* [Exercise text]
In Denau it's market day.  We push our bikes through the bazaar melee and attract more than the normal amount of stares.  Some young women approach to ask for a photo with Gayle.  Then when we park up a small crowd gathers.  Gayle is happy to deal with the questions (England. Manchester. No,City) wile I shop.  On the way out of the town I catch a nail in my tyre.  It's long enough to come out of the tyre sidewall and takes pliers to extract it.  Out on the road we start to see the big mountains of Tajikistan.  Snow still skirts the ridges.  By late afternoon we're close to the border and looking for a place to camp.  Pushing intoa field with apple trees we meet the farmer who is collecting fodder for his cows.  We ask if we can camp and he agrees, pointing all around saying it's his land, but while we search for some flat ground in the ploughed field he returns with his wife and they invite us back to their house.  Following with our bikes we head away from the road along a dirt track which leads to a large village of courtyard houses.  It's that time of day when everyone is outside enjoying the cooler air.  We end up in their garden and while Salamat sets to cooking us up a huge feast Kurban Ali joins us on the raised bed under vines to talk.  And mime.  

It's a struggle but we do okay, using the phrasebook and the map.  After green tea and chunks of bread, nuts and sweets appear.  Then a small bottle of vodka.  Toasts are made.  Then it all gets hazy.  Jimmy Tarbuck (for it is he) tells us that they have four children, three of whom are working in Moscow.  They look after one grandson.  Salamat commences to cook plov over an open wood fire - it is the best way to cook it, Jimmy assures us, even though there's a gass cooker in the kitchen. Some more toasts. Followed by salted cucumber slices. A red-eyed Salamat presents a mound of plov topped with three chunks of mutton.  More toasts.  We chew on the meat for quite a while, longer enough for another toast, before trying to do justice to the rice.  It's getting harder now.

* [Collected material]
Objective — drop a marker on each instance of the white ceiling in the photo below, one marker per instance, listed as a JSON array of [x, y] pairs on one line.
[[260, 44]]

* [What this exercise asks]
**a)** Quote from the passage about the ride from Denau, beginning at the words "It's a struggle" and ending after the words "getting harder now.".
**b)** In the passage about the ride from Denau, what tool was needed to get the nail out of the tyre?

* [Solutions]
**a)**
It's a struggle but we do okay, using the phrasebook and the map.  After green tea and chunks of bread, nuts and sweets appear.  Then a small bottle of vodka.  Toasts are made.  Then it all gets hazy.  Jimmy Tarbuck (for it is he) tells us that they have four children, three of whom are working in Moscow.  They look after one grandson.  Salamat commences to cook plov over an open wood fire - it is the best way to cook it, Jimmy assures us, even though there's a gass cooker in the kitchen. Some more toasts. Followed by salted cucumber slices. A red-eyed Salamat presents a mound of plov topped with three chunks of mutton.  More toasts.  We chew on the meat for quite a while, longer enough for another toast, before trying to do justice to the rice.  It's getting harder now.

**b)** Pliers.